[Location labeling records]
"""

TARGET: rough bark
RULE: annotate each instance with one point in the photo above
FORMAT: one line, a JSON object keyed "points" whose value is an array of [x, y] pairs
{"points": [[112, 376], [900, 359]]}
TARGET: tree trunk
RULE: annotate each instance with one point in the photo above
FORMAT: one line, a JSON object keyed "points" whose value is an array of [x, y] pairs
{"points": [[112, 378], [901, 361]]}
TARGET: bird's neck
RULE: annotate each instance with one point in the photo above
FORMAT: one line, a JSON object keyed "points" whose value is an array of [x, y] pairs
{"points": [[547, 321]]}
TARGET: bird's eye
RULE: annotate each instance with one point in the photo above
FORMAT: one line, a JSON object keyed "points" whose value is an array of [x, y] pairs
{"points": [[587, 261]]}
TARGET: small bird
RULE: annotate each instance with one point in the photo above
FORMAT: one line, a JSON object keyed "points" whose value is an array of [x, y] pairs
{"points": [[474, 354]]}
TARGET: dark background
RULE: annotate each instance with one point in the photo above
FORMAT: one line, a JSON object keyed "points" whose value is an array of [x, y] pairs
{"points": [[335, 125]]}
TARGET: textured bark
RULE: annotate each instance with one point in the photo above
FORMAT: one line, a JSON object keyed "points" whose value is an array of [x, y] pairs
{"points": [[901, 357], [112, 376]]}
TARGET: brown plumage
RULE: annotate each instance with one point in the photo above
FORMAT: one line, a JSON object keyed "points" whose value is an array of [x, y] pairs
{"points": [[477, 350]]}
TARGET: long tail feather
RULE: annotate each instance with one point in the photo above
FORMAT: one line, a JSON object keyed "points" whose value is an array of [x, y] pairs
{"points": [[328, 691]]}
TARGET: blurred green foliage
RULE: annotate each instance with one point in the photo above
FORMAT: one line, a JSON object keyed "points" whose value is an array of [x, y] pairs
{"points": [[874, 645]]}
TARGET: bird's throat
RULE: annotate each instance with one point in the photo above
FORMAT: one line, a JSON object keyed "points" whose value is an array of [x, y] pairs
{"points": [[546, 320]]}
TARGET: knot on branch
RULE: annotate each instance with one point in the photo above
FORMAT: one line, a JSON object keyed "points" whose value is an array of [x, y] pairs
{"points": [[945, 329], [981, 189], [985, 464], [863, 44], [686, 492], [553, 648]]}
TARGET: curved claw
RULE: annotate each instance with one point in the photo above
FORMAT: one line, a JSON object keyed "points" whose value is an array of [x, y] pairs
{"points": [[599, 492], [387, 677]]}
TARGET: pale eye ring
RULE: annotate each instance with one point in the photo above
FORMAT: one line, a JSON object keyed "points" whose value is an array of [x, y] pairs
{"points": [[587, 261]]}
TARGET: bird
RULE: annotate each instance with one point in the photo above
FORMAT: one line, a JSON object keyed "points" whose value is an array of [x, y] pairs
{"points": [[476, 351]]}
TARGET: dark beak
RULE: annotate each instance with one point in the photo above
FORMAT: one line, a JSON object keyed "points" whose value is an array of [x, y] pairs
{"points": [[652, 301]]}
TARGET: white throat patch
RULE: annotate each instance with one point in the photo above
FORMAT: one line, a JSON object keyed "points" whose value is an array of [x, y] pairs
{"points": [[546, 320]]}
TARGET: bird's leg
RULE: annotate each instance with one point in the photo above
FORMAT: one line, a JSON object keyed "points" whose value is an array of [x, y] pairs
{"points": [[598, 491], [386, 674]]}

"""
"""

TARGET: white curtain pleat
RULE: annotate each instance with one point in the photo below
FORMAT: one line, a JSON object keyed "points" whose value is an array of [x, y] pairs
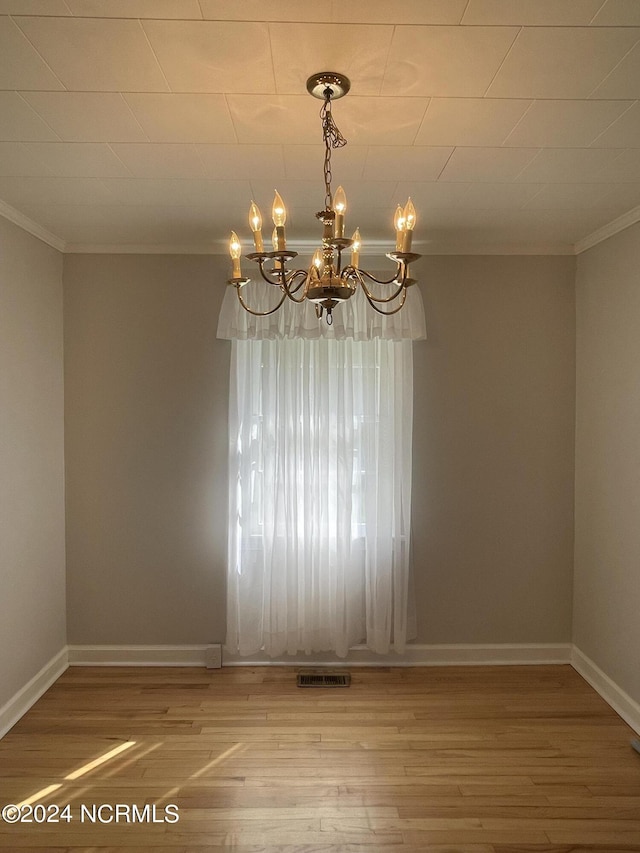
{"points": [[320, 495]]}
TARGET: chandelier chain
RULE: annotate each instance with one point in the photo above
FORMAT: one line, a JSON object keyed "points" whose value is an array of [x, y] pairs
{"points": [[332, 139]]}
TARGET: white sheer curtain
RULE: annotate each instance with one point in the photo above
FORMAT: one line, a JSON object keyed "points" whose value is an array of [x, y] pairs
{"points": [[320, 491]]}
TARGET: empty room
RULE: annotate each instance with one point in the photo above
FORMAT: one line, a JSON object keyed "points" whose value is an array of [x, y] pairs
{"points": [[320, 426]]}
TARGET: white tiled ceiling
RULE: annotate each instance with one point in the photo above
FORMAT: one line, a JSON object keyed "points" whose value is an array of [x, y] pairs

"""

Exercise requirements:
Pull out every line of the records above that contains the word "dark", and copy each one in full.

Reply:
TARGET: dark background
TARGET: dark beak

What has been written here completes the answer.